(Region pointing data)
+++

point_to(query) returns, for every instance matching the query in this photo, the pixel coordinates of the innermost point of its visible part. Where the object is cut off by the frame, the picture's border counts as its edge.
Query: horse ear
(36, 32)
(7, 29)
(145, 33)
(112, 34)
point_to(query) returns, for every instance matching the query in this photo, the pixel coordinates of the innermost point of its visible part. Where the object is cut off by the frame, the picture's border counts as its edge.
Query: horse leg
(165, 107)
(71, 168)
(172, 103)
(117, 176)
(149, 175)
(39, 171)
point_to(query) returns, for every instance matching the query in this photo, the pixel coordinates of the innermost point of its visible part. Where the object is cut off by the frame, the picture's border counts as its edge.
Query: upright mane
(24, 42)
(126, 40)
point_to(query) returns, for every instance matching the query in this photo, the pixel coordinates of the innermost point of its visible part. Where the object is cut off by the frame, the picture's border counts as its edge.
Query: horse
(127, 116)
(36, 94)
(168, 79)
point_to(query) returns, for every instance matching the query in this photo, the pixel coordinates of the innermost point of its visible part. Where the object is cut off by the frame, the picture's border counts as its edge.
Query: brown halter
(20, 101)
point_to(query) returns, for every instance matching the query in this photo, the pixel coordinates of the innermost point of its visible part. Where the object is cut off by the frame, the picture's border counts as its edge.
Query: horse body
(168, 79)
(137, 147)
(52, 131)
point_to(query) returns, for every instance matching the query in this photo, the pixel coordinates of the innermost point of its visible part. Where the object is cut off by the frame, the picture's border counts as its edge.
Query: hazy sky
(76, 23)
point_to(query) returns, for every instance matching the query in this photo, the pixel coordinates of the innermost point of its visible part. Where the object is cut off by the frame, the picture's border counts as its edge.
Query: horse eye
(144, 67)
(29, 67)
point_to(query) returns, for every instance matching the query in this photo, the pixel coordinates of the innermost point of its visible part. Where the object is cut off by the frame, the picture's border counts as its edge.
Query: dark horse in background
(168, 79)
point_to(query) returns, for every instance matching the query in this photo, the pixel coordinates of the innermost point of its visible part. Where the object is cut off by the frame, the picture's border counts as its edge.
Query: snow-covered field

+++

What's needed is every entry, returned word for word.

- _EXERCISE ANSWER_:
point_to(query) returns, for every instance matching the query in this photo, the pixel coordinates of the innermost point of its visible part. Where the object is cut off by the frame, the picture's border counts as its edge.
Query: horse ear
(36, 32)
(7, 29)
(145, 33)
(112, 34)
point_to(query) returns, for every instance matching the query in this photo, the pixel coordinates of the innermost point of its visible part. Where the object is cut off by the frame, the picture's border counts as its edge.
Query: horse leg
(165, 107)
(71, 168)
(172, 103)
(117, 176)
(149, 175)
(39, 171)
point_to(query) returns, for every instance matching the query in this photo, the pixel coordinates of the innermost point of its visible part. Where the object is cut off by the frame, the picture's border counts as its edge.
Query: upright mane
(24, 42)
(126, 40)
point_to(query) returns, for every instance matching the query in this photo, the pixel coordinates of the innermost point of its visible part. Where the object is cut off by the frame, the picture's border counts as its edge.
Query: horse
(127, 116)
(36, 94)
(168, 79)
point_to(query) returns, for every instance matching the query in this photo, the pixel coordinates of the innermost point of its visible part. Where the object is cut off by the frame, the picture's border counts as its edge.
Query: brown halter
(20, 101)
point_to(query) returns, for every instance matching the query in this photo, the pixel coordinates of the innermost point of its visible part. Where the object is cut off by the frame, the picture's border counts as its edge.
Query: horse body
(168, 79)
(137, 147)
(52, 131)
point_to(query) returns, for every instance matching the query in this photo, the pixel coordinates of the innermost point of its visible part. Where the object is cut off by the frame, the picture's border counts as its edge.
Query: hazy sky
(76, 23)
point_to(query) returns, for every instance matching the query in this photo, the pixel coordinates of the innermost point of its visible part. Where the object is cut off by the frame, the picture's border counts as its edge.
Query: horse eye
(144, 67)
(29, 67)
point_to(query) returns, for every instance matching the query in this photo, the pixel coordinates of the innermost point of its visible part. Where the object is cut off by the frame, the picture's border counts as its edge.
Query: dark horse in background
(168, 79)
point_to(query) returns, for every instance matching the query in this photo, the pixel coordinates of the innermost point of its visible part. Where the object is cut off by the frame, the picture's border counts as its edge.
Query: snow-covered field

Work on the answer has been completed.